Task material -
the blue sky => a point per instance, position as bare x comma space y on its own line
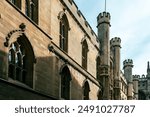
130, 20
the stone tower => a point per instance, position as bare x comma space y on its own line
115, 46
148, 77
135, 85
103, 26
128, 65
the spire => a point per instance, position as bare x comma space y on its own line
105, 5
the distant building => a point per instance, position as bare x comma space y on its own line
48, 50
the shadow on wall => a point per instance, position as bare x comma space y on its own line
2, 61
46, 82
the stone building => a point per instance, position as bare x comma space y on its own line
48, 50
144, 85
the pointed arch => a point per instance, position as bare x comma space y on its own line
17, 3
86, 90
100, 95
64, 29
84, 54
21, 59
98, 63
65, 82
31, 9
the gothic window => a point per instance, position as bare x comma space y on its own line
86, 90
100, 95
16, 3
84, 54
65, 83
98, 62
31, 9
64, 28
21, 58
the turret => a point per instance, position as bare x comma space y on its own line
128, 65
115, 44
103, 24
103, 21
148, 70
135, 85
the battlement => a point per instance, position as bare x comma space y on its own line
103, 18
128, 62
136, 77
115, 42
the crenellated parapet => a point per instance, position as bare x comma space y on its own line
103, 18
115, 42
136, 77
128, 63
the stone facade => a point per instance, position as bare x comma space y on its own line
144, 85
49, 51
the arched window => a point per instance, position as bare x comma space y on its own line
86, 90
31, 9
16, 3
27, 8
100, 95
84, 54
21, 59
98, 62
65, 83
64, 28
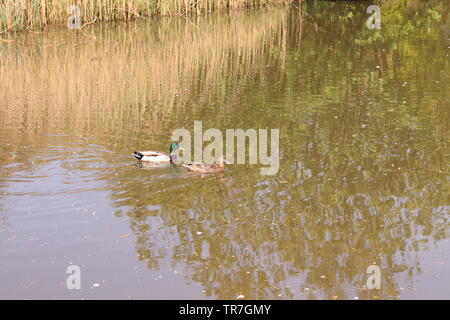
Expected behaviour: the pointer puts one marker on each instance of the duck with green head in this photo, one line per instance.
(158, 156)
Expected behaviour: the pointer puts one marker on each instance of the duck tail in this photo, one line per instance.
(137, 155)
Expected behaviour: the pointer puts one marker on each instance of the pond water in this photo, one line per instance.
(363, 174)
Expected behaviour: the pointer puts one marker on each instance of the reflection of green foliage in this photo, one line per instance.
(360, 179)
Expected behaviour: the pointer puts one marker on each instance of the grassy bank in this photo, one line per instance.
(26, 14)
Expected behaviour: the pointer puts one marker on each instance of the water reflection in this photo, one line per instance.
(362, 118)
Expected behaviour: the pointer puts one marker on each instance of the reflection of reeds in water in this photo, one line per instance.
(112, 76)
(19, 14)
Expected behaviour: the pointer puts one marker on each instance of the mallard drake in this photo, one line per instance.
(158, 156)
(207, 167)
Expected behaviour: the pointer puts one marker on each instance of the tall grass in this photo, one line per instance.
(24, 14)
(115, 78)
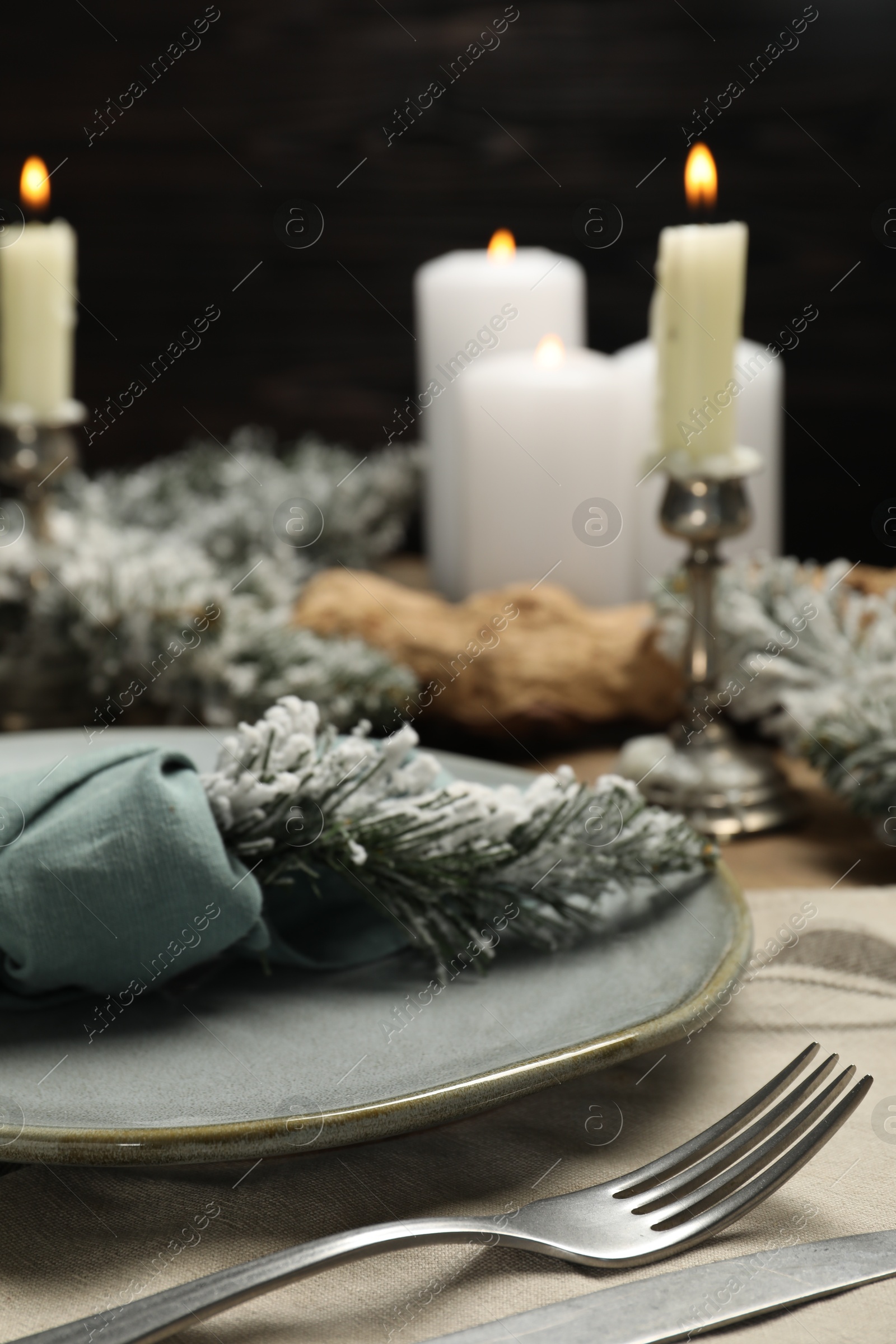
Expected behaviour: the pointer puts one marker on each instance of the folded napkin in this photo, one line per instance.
(115, 878)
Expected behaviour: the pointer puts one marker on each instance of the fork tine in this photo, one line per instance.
(644, 1178)
(766, 1183)
(730, 1180)
(746, 1141)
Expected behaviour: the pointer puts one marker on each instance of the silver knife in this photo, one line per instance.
(689, 1301)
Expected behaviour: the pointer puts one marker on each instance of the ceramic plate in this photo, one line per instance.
(249, 1066)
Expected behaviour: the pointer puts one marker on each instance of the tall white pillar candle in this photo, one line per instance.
(38, 293)
(544, 492)
(469, 307)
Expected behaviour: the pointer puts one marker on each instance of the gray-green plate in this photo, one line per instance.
(250, 1066)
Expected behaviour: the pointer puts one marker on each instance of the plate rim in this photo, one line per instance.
(393, 1116)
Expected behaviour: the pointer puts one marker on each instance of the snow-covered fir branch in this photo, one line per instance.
(814, 662)
(169, 586)
(444, 857)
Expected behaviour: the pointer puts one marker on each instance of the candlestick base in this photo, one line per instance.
(32, 458)
(699, 768)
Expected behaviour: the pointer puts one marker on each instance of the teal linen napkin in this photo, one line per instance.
(115, 878)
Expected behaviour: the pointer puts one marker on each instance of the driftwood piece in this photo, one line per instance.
(512, 657)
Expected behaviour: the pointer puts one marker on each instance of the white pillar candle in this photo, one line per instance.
(544, 492)
(758, 421)
(38, 292)
(469, 306)
(696, 319)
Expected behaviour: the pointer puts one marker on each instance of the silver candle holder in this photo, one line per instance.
(32, 458)
(723, 787)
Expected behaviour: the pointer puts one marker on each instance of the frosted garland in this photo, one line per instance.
(171, 578)
(817, 666)
(445, 859)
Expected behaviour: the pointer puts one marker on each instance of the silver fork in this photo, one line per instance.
(669, 1205)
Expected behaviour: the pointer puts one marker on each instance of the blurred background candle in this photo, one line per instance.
(470, 307)
(38, 292)
(544, 492)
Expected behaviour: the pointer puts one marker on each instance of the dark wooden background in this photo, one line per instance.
(296, 95)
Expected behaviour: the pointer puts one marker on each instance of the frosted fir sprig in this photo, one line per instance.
(816, 662)
(182, 556)
(442, 858)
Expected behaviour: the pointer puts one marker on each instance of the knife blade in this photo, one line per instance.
(706, 1298)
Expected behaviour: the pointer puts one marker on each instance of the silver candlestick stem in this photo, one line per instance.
(32, 458)
(723, 787)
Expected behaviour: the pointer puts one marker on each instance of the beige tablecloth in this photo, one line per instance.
(73, 1240)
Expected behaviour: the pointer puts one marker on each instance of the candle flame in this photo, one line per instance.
(34, 186)
(702, 179)
(503, 248)
(550, 353)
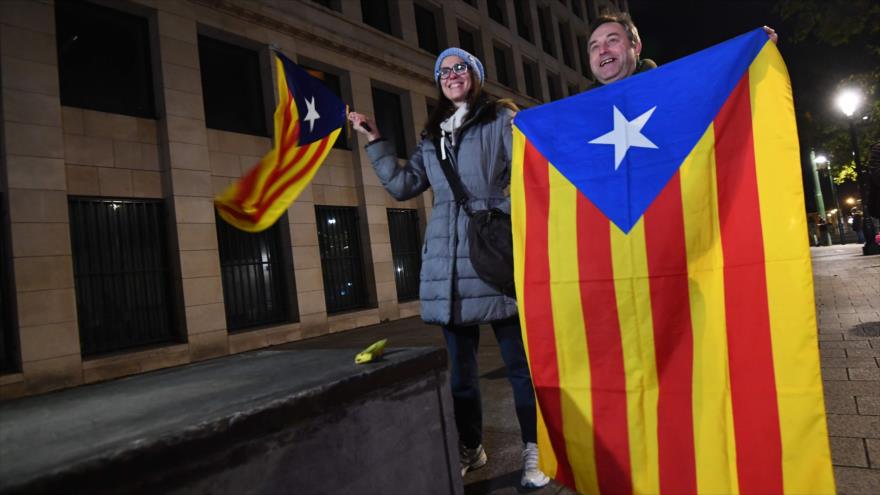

Task prompt - Take the listing above and retype it exactly. Its pictures are to be omitted.

Task answer -
the blue sky => a point per instance, position as bare x comma space y on its own line
130, 20
the stone tower => a point per instance, position as bare x comma space y on its own line
115, 46
148, 77
135, 85
103, 26
128, 65
the spire => a point per instance, position as bare x comma space y on its own line
105, 5
the distant building => a point per instance, position as bare x comma space y on its own line
48, 50
the shadow on wall => a point per instance, position as bare x comma space y on its own line
2, 61
46, 82
the stone building => a point per instance, position as bare x comma space y on its own line
48, 50
144, 85
the pointed arch => a point per instance, position as bare x comma space y on its own line
17, 3
86, 90
100, 95
64, 29
84, 54
21, 59
98, 63
65, 82
31, 9
the gothic window => a point per instance, position as bare x comma space y on its own line
86, 90
100, 95
16, 3
84, 54
65, 83
98, 62
31, 9
64, 28
21, 58
the turret => a point per instance, position as bare x comma space y on its own line
128, 65
115, 44
103, 24
103, 21
148, 70
135, 85
the battlement => a point per instance, position as bare x comma space y on its own line
103, 18
128, 62
136, 77
115, 42
the crenellated parapet => a point per instance, position as bare x comma space y on its own line
103, 18
115, 42
136, 77
128, 63
the stone facade => a point per instance, position as bare x comma space y on its own line
144, 85
49, 51
the arched window => a point per instance, position as bare x comma space y on its own line
86, 90
31, 9
16, 3
27, 8
100, 95
84, 54
21, 59
98, 62
65, 83
64, 28
Expected behaviour: the pointer puts one marker on each instance of the duck with green head in this photo, one line per instance.
(158, 156)
Expected behaviour: the pointer puts one marker on each instance of the duck tail in this photo, one line per instance.
(137, 155)
Expected behaviour: the pointer puts one marker on each instance of the pond water in this photo, one line per instance.
(363, 174)
Expected behaviour: the pointer puts one marker on each instance of the reflection of green foliage in this photo, one line per instance.
(360, 179)
Expected behaviour: the pointer puts one marker on each instance of the grassy bank in this photo, one line per instance.
(26, 14)
Expected behaviour: the pointer puts one marker on each instance of the water reflection in this photo, one line per instance.
(362, 118)
Expected behaviour: the pointer puts one marker on each instance of the reflection of reeds in water in this photo, one line per instance.
(112, 76)
(19, 14)
Expected behaviour: the pointer puts one marker on each instance of the mallard drake in this photo, one line per instance.
(158, 156)
(207, 167)
Expected behaviour: the pointer puts one marker on each instance of the tall grass in this photo, one line per instance.
(24, 14)
(115, 78)
Expected behaviour: the pointer puts one marker on each instance of the folded napkin in this photo, one line per instance.
(115, 878)
Expected behaviour: the pointer puts one marker on each instance of the fork tine in this photo, one line per instance.
(644, 1178)
(766, 1183)
(730, 1180)
(746, 1141)
Expected behaviour: the pointer puts one marker on each instance of the silver knife in this photo, one line per instance.
(689, 1301)
Expected behaviour: the pointer puts one marker on each instance of the ceramic plate in this photo, one line per instance.
(249, 1066)
Expected behaviour: the pointer puts one marker on each instance of the tall white pillar candle in this photo, one line per instance.
(38, 293)
(544, 492)
(469, 307)
Expected behaviour: the pointer puts one marker on each instance of the gray-green plate in this photo, one line per instance.
(250, 1066)
Expected behaviour: the pointer puts one marker on each instance of the plate rim in this photo, one line per instance.
(393, 1116)
Expected behaviour: the pointer puts one marker on each instance of the snow-covered fir branch in this photo, one line per instance.
(814, 662)
(169, 586)
(444, 857)
Expected behaviour: the pointer puts one marker on each instance of the candlestick base in this photo, one line per instance.
(32, 458)
(699, 768)
Expected behaviour: the pointer puts one marker on each instance of the teal linen napkin in this photo, one line per instance.
(115, 878)
Expected behaviour: the pointer puts one marker on each instance of the driftwood piece in this photo, one line per instance.
(512, 657)
Expected behaviour: the pointer puts one marker on each instance of the white pillar candle in this photo, one line per instance.
(544, 492)
(758, 421)
(38, 292)
(469, 306)
(696, 319)
Expected behaviour: the pointer puts one marker on each instance of the silver candle holder in this photo, one line per instance.
(32, 458)
(723, 787)
Expected behaviour: the pointer puts one marker on each instance of the frosted garland in this photo, one line per instance.
(171, 578)
(817, 666)
(445, 859)
Expected behaviour: the pointer puts one marker on each instance of the silver fork in this photo, one line per instance.
(669, 1205)
Expected behaviour: the pointer puts one marker on each instance of the blurred background candle in this photo, one line per instance.
(470, 307)
(38, 292)
(544, 492)
Expected behaviour: the pointer puts one marker on each instance of the dark wooden background in this photo, one line per instance.
(296, 95)
Expected behaviour: the pointer puts one marker on each instance of the frosted fir sprig in this photo, one line per instance.
(816, 662)
(182, 556)
(442, 858)
Expected behaviour: the pointer puts one marker on each instance of the knife blade in this photo, one line per instance.
(706, 1298)
Expected behaviour: the pointer puts one marker on each instance of the silver candlestick stem in this photo, one line per instance.
(32, 458)
(723, 787)
Expected behaviour: the pointer puts one marker on each instance of the beige tablecloth in this photo, one line per instance.
(73, 1240)
Expected behaviour: the pointer puts one marker on each instance of the candle flame in this photo, one line per instance.
(34, 186)
(702, 179)
(503, 248)
(550, 353)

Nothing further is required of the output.